■ EXTRAIT SOURCE
* * * * * * *
Pour savoir quelle type de mémoire va dans ta machine il y a ce file : http://forums.macg.co/ibook-et-powe...emoires-des-mac-portables-powerpc-145181.html


----------



## waldos71 (4 Octobre 2009)

Bonjour et d'abord merci de votre aide.
J'ai la même configuration que celle citée au dessus.






J'ai ouvert et j'ai sorti la barette de 512 située tout en haut :









Jusque là pas de problème.
Au dessous il y a un vide effectivement qui semble être un autre slot pour pouvoir mettre une autre barrette, mais comme je n'y connais rien je ne suis sur de rien.
D'autre part, sur ce site :

http://fr.crucial.com/eu/upgrade/compatible-memory-for/iBook+(G4+1.42GHz,+14-inch)/list.html

Ils marquent que mon ordi ne dispose que d'un seul "logement" (à gauche) pour mettre une barrette de ram.

Du coup je suis un peu dans le vague, d'autant que quand je fais "à propos de ce mac", j'ai ça :






Il me dit que j'ai déjà 1Go de ram alors que j'ai une barrette de 512, du coup, comme il est dit que l'ordi ne supporte pas plus de 1,5 go de ram, que devrais-je faire si je veux augmenter ?
Est-ce que
1/ j'ai déjà 1go de ram comme ils disent dans "a propos de ce mac", et que je devrais

a/ acheter une autre barette de 512 que je mettrais dans l'hypothétique 2eme emplacement ? Si vous me confirmez qu'il existe bel et bien
b/ acheter une barette d'1go et remplacer celle de 512 dans l'emplacement initial par celle d'1go ?
* * * * * * *
(Entrées de données enregistrées)
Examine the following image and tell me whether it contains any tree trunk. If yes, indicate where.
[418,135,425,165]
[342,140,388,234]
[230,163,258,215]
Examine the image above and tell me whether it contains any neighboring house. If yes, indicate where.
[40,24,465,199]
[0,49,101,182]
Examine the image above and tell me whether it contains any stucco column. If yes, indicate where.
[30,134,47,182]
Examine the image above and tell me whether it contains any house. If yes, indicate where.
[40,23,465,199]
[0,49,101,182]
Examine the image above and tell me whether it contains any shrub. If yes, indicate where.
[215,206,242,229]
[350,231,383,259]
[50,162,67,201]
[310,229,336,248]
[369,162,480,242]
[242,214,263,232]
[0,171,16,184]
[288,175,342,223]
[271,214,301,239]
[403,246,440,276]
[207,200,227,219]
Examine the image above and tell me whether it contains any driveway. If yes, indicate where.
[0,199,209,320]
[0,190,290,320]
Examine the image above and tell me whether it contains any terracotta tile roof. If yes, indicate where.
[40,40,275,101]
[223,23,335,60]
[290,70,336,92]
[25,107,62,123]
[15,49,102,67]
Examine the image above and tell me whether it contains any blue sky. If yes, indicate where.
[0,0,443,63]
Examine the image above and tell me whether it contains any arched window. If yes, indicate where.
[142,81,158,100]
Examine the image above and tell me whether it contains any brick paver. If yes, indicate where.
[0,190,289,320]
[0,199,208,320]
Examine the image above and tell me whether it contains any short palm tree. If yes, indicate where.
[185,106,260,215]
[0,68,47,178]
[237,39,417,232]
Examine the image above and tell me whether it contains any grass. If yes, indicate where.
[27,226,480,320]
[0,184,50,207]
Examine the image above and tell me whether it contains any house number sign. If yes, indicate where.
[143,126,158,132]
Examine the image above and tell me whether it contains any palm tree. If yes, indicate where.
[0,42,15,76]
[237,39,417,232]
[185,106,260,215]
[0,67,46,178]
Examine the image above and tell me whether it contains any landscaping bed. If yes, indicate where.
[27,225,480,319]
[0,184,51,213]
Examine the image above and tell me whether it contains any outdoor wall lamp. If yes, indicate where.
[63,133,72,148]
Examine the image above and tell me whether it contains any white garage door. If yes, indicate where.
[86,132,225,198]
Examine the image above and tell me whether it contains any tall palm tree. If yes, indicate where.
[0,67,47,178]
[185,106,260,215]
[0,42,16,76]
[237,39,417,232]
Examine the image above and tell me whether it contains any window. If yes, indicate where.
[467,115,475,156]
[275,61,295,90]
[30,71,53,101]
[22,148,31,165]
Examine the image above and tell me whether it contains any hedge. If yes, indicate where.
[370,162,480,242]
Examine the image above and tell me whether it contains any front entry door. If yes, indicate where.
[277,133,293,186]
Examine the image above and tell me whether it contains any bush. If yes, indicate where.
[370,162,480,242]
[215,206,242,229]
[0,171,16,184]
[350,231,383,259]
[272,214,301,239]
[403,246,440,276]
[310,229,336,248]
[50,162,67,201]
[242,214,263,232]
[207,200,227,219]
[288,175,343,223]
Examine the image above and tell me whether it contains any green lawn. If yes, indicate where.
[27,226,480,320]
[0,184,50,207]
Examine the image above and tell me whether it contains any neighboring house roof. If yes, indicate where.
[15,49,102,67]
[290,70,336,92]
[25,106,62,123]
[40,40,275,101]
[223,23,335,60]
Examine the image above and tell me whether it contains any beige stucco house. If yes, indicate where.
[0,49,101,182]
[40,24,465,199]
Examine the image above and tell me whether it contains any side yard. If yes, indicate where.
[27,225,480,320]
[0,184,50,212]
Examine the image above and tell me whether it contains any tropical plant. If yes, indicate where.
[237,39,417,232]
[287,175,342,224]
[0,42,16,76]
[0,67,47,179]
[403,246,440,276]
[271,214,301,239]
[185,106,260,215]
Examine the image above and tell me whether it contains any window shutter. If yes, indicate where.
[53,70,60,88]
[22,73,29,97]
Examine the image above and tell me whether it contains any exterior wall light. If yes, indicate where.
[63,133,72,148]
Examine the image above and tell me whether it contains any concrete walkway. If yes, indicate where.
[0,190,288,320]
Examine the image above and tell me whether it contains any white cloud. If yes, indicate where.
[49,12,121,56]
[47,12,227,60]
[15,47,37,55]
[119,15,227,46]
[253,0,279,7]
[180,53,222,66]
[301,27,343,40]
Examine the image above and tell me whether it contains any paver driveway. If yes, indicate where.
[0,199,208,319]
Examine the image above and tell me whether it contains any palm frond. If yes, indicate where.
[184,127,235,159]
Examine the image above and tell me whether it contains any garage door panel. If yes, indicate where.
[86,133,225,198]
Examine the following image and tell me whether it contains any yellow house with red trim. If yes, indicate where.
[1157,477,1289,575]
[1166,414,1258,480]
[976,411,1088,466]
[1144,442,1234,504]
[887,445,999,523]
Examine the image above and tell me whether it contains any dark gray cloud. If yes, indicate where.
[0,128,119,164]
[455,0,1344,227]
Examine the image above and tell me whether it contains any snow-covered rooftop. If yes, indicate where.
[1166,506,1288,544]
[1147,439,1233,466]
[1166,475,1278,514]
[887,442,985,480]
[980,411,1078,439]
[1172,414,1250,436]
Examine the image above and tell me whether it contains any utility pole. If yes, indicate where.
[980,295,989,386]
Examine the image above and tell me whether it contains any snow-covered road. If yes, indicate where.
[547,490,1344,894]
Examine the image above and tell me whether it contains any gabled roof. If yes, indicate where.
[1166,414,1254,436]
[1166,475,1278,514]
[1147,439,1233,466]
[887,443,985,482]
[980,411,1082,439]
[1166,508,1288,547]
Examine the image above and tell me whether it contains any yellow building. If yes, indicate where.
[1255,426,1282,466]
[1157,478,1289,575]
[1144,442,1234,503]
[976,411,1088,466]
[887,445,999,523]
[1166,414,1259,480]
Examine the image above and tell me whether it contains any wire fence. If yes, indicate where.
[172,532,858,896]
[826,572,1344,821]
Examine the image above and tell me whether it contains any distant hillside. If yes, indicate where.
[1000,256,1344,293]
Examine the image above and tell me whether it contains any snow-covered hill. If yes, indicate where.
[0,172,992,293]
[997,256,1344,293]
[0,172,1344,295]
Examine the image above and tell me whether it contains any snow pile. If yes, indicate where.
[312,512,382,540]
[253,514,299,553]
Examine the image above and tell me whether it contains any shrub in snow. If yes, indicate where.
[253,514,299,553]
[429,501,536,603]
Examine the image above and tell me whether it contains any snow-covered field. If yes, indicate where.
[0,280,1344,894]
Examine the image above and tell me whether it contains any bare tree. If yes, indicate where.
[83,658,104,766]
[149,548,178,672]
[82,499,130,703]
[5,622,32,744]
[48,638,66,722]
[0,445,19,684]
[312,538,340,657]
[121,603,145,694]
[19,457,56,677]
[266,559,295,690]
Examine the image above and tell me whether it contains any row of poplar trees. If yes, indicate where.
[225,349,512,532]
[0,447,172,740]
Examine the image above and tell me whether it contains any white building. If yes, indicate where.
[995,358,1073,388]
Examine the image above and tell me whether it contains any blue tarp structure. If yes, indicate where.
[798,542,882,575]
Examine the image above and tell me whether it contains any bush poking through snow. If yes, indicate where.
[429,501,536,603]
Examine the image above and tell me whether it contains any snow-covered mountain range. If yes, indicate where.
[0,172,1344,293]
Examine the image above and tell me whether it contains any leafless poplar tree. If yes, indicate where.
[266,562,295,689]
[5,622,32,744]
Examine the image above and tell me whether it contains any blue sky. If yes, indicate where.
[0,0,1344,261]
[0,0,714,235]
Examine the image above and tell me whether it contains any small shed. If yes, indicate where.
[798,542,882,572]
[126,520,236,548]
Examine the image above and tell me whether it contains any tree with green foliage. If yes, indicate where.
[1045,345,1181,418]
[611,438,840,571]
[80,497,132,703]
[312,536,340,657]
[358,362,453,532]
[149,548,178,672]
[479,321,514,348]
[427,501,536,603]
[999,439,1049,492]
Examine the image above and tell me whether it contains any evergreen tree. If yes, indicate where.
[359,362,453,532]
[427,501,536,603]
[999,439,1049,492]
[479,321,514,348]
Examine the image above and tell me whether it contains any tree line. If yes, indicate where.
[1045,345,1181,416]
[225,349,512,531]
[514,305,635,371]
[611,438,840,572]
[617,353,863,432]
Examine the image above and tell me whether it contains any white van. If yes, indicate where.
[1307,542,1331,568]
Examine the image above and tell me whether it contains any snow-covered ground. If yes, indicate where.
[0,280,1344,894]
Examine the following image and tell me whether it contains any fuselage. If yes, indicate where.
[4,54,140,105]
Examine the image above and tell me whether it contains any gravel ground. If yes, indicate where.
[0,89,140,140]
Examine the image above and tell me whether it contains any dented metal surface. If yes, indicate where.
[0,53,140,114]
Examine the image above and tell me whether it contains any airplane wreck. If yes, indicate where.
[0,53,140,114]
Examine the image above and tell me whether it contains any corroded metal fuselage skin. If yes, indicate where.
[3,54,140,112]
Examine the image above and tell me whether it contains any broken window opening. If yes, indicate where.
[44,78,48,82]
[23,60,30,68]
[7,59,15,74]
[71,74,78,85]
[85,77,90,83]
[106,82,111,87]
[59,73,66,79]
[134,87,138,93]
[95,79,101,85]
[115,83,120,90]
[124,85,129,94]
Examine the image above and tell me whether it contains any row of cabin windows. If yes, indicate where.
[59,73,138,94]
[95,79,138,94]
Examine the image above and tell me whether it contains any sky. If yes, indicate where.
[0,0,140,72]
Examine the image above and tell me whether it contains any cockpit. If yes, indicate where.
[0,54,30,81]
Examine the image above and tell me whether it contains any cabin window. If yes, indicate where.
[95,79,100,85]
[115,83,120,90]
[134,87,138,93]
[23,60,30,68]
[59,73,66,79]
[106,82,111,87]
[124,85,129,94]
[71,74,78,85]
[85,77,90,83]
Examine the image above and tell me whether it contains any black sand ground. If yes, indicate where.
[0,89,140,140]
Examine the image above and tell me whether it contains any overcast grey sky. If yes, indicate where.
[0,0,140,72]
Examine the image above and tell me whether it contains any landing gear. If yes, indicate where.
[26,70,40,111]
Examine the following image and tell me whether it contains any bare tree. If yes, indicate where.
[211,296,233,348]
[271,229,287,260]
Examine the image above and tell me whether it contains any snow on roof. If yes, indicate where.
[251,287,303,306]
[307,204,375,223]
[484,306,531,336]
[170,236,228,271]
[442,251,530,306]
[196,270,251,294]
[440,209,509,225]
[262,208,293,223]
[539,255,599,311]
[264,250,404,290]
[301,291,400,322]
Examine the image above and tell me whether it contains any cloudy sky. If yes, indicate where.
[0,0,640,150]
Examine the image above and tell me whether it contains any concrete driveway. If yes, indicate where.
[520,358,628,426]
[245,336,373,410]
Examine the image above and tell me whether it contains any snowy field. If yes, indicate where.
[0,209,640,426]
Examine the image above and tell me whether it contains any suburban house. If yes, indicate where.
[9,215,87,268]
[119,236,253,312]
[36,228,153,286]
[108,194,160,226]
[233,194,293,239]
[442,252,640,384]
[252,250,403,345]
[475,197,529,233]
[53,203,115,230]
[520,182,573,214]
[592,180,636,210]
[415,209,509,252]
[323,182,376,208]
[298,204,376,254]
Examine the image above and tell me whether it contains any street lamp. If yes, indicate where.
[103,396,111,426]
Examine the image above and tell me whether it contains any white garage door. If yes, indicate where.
* * * * * * *
■ CONSIGNE
Poursuivez l'extrait sur l'ajout de mémoire vive dans un iBook G4 en reprenant juste après sa dernière phrase.

■ RÉPONSE
2/ Acheter une barrette d'1go pour l' hypothétique 2eme emplacement et l'ajouter à côté de celle de 512 ? Dans ce cas est ce que ça ne risque pas de faire 2go de ram et de dépasser ce que le systeme peut supporter ?

Bref mes 2 grosses questions :

-Y'a til bien 2 emplacements

-Combien j'ai vraiment de ram ? ce qui est dis dans "a propos" ou ce qui est dit dans les informations matérielles.

En plus :

Si 2 emplacements il y a, n'est-il pas possible de mettre 2 barrettes de 1go ? Si c'est de la mémoire en plus pourquoi l'ordinateur ne le suporterait-il pas ?

Un gros merci d'avance, j'espère que mes questions sont assez claires.


----------



## jerG (8 Octobre 2009)

Je vais répondre  suivant tes points abordés : 
1a : non, pas de deuxième emplacement disponible. Comme indiqué sur les informations du système il y a 2 emplacements DIMM0 et DIMM1 or si tu lis bien tu vois *DIMM0/BUILT-IN 512 Mo intégré. *Cela indique que tes premier 512 Mo sont soudés à ta carte mère. Tu ne peux pas les changer. Tu as donc que l'emplacement DIMM1 (sous le clavier) ou se trouve la barrette de 512 Mo que tu as pris en photo et que tu peux changer.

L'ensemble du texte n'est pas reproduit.